▸ **Task to complete**
Set each entry down verbatim, omitting images.

▸ **Stored data**
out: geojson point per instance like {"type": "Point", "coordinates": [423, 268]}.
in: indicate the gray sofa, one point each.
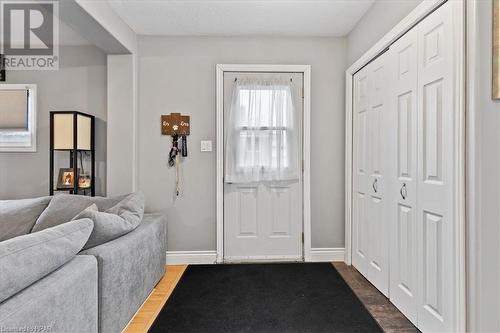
{"type": "Point", "coordinates": [97, 290]}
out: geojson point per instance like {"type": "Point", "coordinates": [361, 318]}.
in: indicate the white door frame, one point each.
{"type": "Point", "coordinates": [306, 197]}
{"type": "Point", "coordinates": [419, 13]}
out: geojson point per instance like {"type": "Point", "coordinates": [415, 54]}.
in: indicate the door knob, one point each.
{"type": "Point", "coordinates": [403, 191]}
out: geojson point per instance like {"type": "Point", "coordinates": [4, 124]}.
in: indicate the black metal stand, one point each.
{"type": "Point", "coordinates": [74, 156]}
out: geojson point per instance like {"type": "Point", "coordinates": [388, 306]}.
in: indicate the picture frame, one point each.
{"type": "Point", "coordinates": [3, 75]}
{"type": "Point", "coordinates": [66, 178]}
{"type": "Point", "coordinates": [495, 87]}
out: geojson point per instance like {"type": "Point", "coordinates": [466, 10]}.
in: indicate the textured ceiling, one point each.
{"type": "Point", "coordinates": [241, 17]}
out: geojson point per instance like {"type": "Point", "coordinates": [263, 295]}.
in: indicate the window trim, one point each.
{"type": "Point", "coordinates": [30, 146]}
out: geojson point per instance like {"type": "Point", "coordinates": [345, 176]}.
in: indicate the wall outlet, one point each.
{"type": "Point", "coordinates": [206, 145]}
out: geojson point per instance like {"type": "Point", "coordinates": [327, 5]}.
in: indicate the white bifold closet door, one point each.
{"type": "Point", "coordinates": [371, 253]}
{"type": "Point", "coordinates": [403, 173]}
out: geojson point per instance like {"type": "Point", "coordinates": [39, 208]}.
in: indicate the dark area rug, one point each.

▸ **Expected output**
out: geojson point per instance like {"type": "Point", "coordinates": [423, 268]}.
in: indicate the gray sofa, one point each.
{"type": "Point", "coordinates": [97, 290]}
out: geojson point per instance like {"type": "Point", "coordinates": [361, 318]}.
in: indicate the white door frame, one point each.
{"type": "Point", "coordinates": [306, 197]}
{"type": "Point", "coordinates": [419, 13]}
out: geojson point per instance like {"type": "Point", "coordinates": [415, 54]}.
in: indicate the door knob, one point each.
{"type": "Point", "coordinates": [403, 191]}
out: geojson point per instance like {"type": "Point", "coordinates": [4, 124]}.
in: indicate the black metal stand, one point each.
{"type": "Point", "coordinates": [74, 156]}
out: geojson point per instance like {"type": "Point", "coordinates": [388, 306]}.
in: indicate the picture frame, one point each.
{"type": "Point", "coordinates": [3, 75]}
{"type": "Point", "coordinates": [66, 178]}
{"type": "Point", "coordinates": [495, 87]}
out: geojson point per instance like {"type": "Point", "coordinates": [466, 10]}.
in: indicate the textured ceiling, one point each.
{"type": "Point", "coordinates": [241, 17]}
out: geojson point per instance like {"type": "Point", "coordinates": [263, 295]}.
in: indicate the window trim, one point each.
{"type": "Point", "coordinates": [30, 146]}
out: geojson point per instance like {"type": "Point", "coordinates": [345, 176]}.
in: indicate the wall outlet, one point each.
{"type": "Point", "coordinates": [206, 145]}
out: geojson point per instance like {"type": "Point", "coordinates": [327, 5]}.
in: indicate the white bifold closet door, one point each.
{"type": "Point", "coordinates": [371, 253]}
{"type": "Point", "coordinates": [403, 173]}
out: geojson point per instance like {"type": "Point", "coordinates": [39, 208]}.
in: indicate the dark area rug, one point each.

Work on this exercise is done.